═══ Record extracts ═══

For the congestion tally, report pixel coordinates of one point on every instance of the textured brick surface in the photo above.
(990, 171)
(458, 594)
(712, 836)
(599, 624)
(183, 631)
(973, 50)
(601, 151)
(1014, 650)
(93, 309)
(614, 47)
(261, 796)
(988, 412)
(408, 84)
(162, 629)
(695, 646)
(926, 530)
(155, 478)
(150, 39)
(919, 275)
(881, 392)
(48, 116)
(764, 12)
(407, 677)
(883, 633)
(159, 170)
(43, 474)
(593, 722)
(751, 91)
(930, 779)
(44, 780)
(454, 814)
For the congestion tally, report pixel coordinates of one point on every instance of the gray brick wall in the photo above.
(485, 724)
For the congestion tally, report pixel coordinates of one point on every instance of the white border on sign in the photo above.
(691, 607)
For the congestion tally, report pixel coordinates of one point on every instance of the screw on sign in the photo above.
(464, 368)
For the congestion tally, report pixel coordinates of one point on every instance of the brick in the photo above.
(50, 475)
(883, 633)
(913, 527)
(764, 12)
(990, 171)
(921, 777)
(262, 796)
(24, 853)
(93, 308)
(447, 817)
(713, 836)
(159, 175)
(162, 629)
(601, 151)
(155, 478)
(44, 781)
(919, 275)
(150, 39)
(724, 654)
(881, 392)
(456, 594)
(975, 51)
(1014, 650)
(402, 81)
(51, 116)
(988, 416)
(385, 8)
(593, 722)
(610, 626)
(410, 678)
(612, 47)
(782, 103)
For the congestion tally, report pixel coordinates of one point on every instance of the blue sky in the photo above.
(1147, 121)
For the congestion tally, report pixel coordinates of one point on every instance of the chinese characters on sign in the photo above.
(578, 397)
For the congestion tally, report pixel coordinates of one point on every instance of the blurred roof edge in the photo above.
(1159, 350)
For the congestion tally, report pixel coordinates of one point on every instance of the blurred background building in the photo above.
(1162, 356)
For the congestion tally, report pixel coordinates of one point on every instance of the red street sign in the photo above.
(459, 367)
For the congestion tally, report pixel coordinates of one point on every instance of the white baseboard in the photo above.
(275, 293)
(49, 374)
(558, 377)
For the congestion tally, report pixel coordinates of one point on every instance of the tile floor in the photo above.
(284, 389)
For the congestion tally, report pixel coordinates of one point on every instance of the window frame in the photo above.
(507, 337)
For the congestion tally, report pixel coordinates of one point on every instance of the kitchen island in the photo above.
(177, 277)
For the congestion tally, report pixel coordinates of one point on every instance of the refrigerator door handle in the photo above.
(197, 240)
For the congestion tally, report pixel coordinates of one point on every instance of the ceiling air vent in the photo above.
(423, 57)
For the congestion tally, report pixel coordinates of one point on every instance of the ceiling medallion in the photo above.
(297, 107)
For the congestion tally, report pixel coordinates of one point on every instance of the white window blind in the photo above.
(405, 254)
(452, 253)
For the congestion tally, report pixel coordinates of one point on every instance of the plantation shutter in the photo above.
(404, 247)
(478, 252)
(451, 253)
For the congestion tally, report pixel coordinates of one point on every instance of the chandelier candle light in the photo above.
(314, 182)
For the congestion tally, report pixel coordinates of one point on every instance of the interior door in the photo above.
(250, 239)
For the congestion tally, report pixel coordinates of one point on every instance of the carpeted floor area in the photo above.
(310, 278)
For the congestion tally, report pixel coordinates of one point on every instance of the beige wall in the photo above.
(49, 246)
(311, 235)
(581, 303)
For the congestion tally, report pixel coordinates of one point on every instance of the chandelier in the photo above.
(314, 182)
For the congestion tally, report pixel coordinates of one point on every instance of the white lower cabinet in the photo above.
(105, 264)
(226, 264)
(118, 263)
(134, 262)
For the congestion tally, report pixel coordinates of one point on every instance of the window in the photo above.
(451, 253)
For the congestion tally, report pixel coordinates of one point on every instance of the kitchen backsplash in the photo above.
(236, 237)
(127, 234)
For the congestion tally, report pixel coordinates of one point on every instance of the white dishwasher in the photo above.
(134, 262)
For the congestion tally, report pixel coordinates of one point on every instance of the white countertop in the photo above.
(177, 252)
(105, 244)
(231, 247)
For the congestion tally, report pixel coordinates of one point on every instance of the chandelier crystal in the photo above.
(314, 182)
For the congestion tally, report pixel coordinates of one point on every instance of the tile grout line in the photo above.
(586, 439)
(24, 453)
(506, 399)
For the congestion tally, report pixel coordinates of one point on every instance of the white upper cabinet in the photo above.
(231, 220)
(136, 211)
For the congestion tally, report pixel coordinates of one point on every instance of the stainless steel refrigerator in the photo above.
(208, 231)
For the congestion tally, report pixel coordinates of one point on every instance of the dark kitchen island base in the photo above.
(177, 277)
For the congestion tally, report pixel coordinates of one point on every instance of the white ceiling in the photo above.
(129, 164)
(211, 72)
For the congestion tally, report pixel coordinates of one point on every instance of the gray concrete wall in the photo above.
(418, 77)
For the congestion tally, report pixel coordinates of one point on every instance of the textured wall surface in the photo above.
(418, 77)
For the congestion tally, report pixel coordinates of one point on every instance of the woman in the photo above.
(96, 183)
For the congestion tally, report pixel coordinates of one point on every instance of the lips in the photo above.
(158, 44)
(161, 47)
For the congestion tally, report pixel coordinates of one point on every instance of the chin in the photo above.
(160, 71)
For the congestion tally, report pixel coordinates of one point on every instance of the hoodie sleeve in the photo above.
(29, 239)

═══

# Task item
Each line above must be returned exactly as written.

# Answer box
For the congestion tally, report pixel coordinates of one point on every instance of the textured brick surface in the photo above.
(990, 171)
(458, 594)
(712, 836)
(599, 624)
(183, 631)
(973, 50)
(601, 151)
(1014, 650)
(93, 309)
(614, 47)
(261, 796)
(988, 412)
(408, 84)
(162, 629)
(695, 646)
(926, 530)
(155, 478)
(150, 39)
(919, 275)
(881, 392)
(48, 116)
(764, 12)
(407, 677)
(883, 633)
(159, 170)
(43, 474)
(593, 722)
(751, 91)
(930, 779)
(44, 780)
(454, 814)
For the congestion tally, report pixel coordinates of one point on every instance of the gray brick wall in the photo above.
(485, 724)
For the congestion tally, report pixel coordinates of one point on every instance of the white border on sign in the photo above.
(691, 607)
For the congestion tally, report pixel coordinates of one point on every instance of the screw on sign in the photo above.
(464, 368)
For the congestion tally, report pixel coordinates of one point on every instance of the brick in the photo above.
(50, 475)
(883, 633)
(913, 527)
(764, 12)
(990, 171)
(921, 777)
(262, 796)
(24, 853)
(93, 308)
(447, 817)
(713, 836)
(159, 175)
(162, 629)
(601, 151)
(155, 478)
(44, 781)
(919, 275)
(150, 39)
(724, 654)
(881, 392)
(456, 594)
(975, 51)
(1014, 650)
(402, 81)
(51, 116)
(988, 416)
(385, 8)
(593, 722)
(610, 626)
(410, 678)
(612, 47)
(782, 103)
For the congestion tally, report pixel coordinates of one point on every instance of the blue sky in the photo above.
(1147, 121)
For the congestion tally, report pixel coordinates of one point on every instance of the chinese characters on sign in the photo above.
(578, 397)
For the congestion tally, report pixel coordinates of one point on every instance of the blurred roof edge in the photo above.
(1159, 350)
For the congestion tally, report pixel coordinates of one point on every instance of the blurred background building in the photo above.
(1162, 356)
For the congestion tally, report pixel coordinates of one point on every instance of the red street sign in the photo above.
(459, 367)
For the congestion tally, report pixel coordinates of one point on every instance of the white baseboard in the photo above.
(275, 293)
(49, 374)
(558, 377)
For the congestion tally, report pixel coordinates of one point on every instance of the tile floor in the photo above.
(284, 389)
For the congestion tally, report pixel coordinates of one point on every instance of the window frame in the photo above.
(507, 337)
For the congestion tally, report pixel coordinates of one point on every instance of the kitchen island in the photo above.
(177, 277)
For the congestion tally, report pixel coordinates of one point on every instance of the refrigerator door handle in the photo above.
(197, 240)
For the congestion tally, report pixel coordinates of one point on every instance of the ceiling air vent in the photo above.
(423, 57)
For the congestion tally, report pixel coordinates of one point on every instance of the ceiling medallion in the photo above.
(297, 107)
For the congestion tally, report pixel coordinates of one point on every instance of the white window blind in the photo above.
(405, 254)
(452, 253)
For the congestion tally, report pixel coordinates of one point on every instance of the plantation shutter in the photo above.
(404, 247)
(478, 252)
(451, 253)
For the congestion tally, report pixel coordinates of one point on every instance of the chandelier candle light in the photo above.
(314, 182)
For the congestion tally, report pixel coordinates of one point on every instance of the interior door in the photo above.
(250, 239)
For the congestion tally, report pixel coordinates of one point on every instance of the carpeted floor area in the photo above.
(310, 278)
For the congestion tally, report pixel coordinates of one point on every instance of the beige wall in the photo above.
(49, 246)
(311, 235)
(581, 303)
For the congestion tally, report pixel coordinates of one point on every instance of the chandelier in the photo above.
(314, 182)
For the congestion tally, report pixel coordinates of one point on every instance of the white lower cabinet in the photo above.
(105, 264)
(226, 264)
(118, 263)
(134, 262)
For the congestion tally, report pixel coordinates of one point on every instance of the window in the photo above.
(451, 253)
For the congestion tally, report pixel coordinates of one point on every instance of the kitchen backsplash in the photo above.
(236, 237)
(127, 234)
For the congestion tally, report pixel coordinates of one point on every instance of the white dishwasher in the photo above.
(134, 262)
For the congestion tally, report pixel coordinates of one point on every instance of the white countertop in the photo above.
(177, 252)
(105, 244)
(231, 247)
For the congestion tally, report pixel coordinates of one point on every instance of the chandelier crystal in the photo above.
(314, 182)
For the congestion tally, report pixel coordinates of one point on every instance of the tile grout line in the photo above.
(586, 439)
(24, 453)
(506, 399)
For the congestion tally, report pixel coordinates of one point on every instance of the white upper cabinet in the photo above.
(231, 220)
(136, 211)
For the congestion tally, report pixel coordinates of one point on every instance of the stainless steel refrigerator in the photo above.
(208, 231)
For the congestion tally, report pixel coordinates of one point on every instance of the dark kitchen island base in the photo above.
(177, 277)
For the congestion tally, report pixel coordinates of one point on every instance of the white ceiling in the photo above.
(129, 164)
(211, 72)
For the congestion tally, report pixel coordinates of one point on every instance of the gray concrete wall in the photo above.
(418, 77)
For the congestion tally, report pixel coordinates of one point on every instance of the textured wall surface in the photo above.
(418, 77)
For the congestion tally, report pixel coordinates of one point on every instance of the woman in the photo above.
(96, 183)
For the congestion tally, report pixel coordinates of one point on every instance of the lips in the photo above.
(158, 44)
(161, 47)
For the congestion tally, report pixel coordinates of one point on every instance of the chin in the photo above.
(160, 71)
For the congestion tally, report pixel coordinates of one point on every instance of the hoodie sleeve in the photo above.
(29, 239)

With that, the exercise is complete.